_WHAT YOU SHOULD DO:_ The requested output is every line from the one with "Query: gravel lot" through the last line below, printed exactly.

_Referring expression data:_
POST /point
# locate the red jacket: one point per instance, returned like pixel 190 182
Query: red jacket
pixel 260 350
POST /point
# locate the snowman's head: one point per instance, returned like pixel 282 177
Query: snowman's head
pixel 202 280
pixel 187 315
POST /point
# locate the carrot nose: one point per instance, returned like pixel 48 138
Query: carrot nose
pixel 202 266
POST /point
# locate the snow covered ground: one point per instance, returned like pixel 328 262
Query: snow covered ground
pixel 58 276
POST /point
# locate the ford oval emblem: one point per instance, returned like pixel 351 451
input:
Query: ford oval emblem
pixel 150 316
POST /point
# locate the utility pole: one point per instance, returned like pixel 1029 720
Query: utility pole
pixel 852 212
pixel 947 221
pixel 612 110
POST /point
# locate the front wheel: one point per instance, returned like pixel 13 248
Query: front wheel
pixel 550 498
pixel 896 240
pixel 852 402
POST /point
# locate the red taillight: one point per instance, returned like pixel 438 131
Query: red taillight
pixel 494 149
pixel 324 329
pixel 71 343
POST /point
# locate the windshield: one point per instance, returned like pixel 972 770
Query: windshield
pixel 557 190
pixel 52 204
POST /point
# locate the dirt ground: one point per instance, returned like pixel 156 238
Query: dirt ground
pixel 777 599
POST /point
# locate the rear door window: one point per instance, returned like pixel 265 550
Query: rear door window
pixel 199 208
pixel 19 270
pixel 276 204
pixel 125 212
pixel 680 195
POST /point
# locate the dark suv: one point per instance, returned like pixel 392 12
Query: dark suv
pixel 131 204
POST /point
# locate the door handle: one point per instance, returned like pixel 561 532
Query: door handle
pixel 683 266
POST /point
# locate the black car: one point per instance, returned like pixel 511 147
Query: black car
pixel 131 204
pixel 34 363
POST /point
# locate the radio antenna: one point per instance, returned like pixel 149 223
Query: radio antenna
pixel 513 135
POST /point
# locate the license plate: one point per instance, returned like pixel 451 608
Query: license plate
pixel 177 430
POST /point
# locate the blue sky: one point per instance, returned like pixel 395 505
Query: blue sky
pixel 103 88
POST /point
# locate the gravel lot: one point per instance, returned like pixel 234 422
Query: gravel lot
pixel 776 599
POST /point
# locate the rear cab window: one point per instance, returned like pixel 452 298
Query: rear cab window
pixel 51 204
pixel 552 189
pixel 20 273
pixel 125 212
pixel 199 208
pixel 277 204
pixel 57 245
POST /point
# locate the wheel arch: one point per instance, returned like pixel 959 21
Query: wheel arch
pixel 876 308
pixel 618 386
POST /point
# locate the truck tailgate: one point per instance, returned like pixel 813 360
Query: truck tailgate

_SOLVED EXERCISE:_
Query: gravel lot
pixel 776 599
POST /point
# locate the rear cab window: one point per instance, returned like pixel 452 298
Query: rear cab window
pixel 51 204
pixel 552 189
pixel 20 273
pixel 125 212
pixel 199 208
pixel 277 204
pixel 57 245
POST /point
# locate the wheel arch: one point per instance, returned like pixel 959 21
Query: wheel arch
pixel 876 308
pixel 618 386
POST /point
# locate the truck tailgate: one point per instance, returned like pixel 813 360
Query: truck tailgate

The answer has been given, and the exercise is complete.